BRIEF
Search the listing for the word "canopy". Copy every line where it is found.

··· DATASET ENTRIES ···

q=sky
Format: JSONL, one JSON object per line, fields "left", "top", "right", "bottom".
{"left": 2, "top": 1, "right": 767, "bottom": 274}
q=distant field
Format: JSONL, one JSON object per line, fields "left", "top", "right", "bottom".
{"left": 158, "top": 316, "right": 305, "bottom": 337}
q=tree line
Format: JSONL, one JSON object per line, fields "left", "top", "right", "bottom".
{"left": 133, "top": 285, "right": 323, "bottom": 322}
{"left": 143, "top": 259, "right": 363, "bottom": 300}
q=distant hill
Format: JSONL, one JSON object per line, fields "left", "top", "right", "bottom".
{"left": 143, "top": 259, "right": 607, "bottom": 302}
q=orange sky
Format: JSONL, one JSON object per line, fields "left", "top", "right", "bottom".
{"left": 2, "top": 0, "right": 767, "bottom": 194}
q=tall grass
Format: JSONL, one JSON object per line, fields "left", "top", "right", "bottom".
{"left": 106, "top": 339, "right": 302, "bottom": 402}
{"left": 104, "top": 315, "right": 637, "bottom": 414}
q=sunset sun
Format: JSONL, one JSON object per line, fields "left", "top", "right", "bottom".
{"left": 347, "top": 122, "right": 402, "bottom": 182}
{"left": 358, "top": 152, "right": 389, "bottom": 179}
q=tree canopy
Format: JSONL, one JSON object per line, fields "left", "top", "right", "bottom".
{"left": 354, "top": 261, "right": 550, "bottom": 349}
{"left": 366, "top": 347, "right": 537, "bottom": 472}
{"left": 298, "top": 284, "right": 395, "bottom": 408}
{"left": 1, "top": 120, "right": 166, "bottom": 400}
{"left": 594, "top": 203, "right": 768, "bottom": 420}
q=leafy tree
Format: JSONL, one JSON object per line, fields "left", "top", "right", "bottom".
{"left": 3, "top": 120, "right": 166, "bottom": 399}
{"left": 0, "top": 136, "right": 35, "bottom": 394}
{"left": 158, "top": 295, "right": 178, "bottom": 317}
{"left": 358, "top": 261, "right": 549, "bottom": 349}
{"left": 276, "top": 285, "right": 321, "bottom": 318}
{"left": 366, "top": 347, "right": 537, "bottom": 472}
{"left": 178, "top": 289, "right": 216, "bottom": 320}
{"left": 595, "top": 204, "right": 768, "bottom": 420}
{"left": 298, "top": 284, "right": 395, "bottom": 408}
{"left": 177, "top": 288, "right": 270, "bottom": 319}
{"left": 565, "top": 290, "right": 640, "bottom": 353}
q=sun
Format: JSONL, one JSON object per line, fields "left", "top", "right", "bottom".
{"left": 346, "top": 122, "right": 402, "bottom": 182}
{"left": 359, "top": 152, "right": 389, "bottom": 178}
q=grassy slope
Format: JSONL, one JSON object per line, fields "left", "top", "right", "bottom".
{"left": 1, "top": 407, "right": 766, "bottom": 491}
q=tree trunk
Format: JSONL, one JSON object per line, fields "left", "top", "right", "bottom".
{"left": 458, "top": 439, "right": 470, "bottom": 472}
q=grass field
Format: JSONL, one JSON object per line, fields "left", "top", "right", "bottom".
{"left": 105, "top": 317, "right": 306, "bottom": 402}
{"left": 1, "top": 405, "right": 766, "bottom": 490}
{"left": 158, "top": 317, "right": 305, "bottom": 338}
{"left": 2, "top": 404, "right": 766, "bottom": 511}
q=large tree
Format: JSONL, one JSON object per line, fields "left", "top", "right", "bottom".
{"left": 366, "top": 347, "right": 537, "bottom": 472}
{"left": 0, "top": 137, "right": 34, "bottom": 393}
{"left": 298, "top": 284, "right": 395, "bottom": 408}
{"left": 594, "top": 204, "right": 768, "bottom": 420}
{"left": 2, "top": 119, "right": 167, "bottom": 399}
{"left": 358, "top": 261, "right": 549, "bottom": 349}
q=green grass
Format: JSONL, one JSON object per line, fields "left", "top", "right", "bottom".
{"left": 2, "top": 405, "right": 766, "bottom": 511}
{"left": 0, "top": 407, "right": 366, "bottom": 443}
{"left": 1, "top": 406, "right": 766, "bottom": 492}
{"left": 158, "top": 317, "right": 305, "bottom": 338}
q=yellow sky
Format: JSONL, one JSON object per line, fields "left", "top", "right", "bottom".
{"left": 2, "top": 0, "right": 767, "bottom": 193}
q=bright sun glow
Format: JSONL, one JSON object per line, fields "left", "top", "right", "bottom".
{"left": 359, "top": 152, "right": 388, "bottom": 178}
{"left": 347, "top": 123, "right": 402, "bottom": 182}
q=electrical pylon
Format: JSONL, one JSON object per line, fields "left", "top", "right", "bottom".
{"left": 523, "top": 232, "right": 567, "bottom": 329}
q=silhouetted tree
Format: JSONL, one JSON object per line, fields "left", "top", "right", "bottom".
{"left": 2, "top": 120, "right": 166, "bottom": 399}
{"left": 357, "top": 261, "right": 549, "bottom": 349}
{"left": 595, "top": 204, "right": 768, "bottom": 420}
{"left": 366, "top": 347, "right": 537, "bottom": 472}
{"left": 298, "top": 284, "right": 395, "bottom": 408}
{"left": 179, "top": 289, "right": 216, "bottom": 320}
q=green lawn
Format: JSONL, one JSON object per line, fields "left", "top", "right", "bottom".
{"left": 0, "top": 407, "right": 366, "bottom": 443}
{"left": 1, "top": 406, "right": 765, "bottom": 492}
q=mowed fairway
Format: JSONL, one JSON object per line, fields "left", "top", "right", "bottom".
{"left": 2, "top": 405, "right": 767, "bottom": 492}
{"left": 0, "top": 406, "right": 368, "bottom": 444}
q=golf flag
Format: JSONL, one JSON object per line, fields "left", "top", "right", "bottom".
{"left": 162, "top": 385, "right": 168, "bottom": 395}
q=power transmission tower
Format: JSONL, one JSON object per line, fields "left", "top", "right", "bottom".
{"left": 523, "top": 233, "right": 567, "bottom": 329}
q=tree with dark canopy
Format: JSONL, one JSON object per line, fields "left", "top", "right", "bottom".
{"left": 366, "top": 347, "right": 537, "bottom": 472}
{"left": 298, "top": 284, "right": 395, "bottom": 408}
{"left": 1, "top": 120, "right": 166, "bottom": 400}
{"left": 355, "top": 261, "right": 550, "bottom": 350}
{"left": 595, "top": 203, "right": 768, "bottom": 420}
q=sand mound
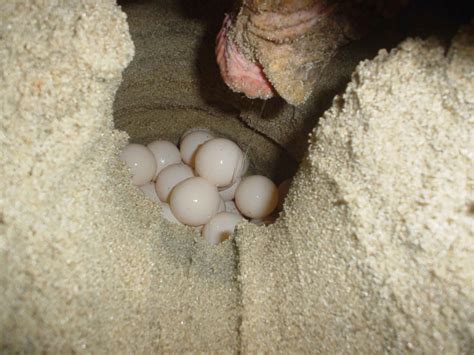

···

WRITTEN ANSWER
q=tree canopy
q=tree with dark canopy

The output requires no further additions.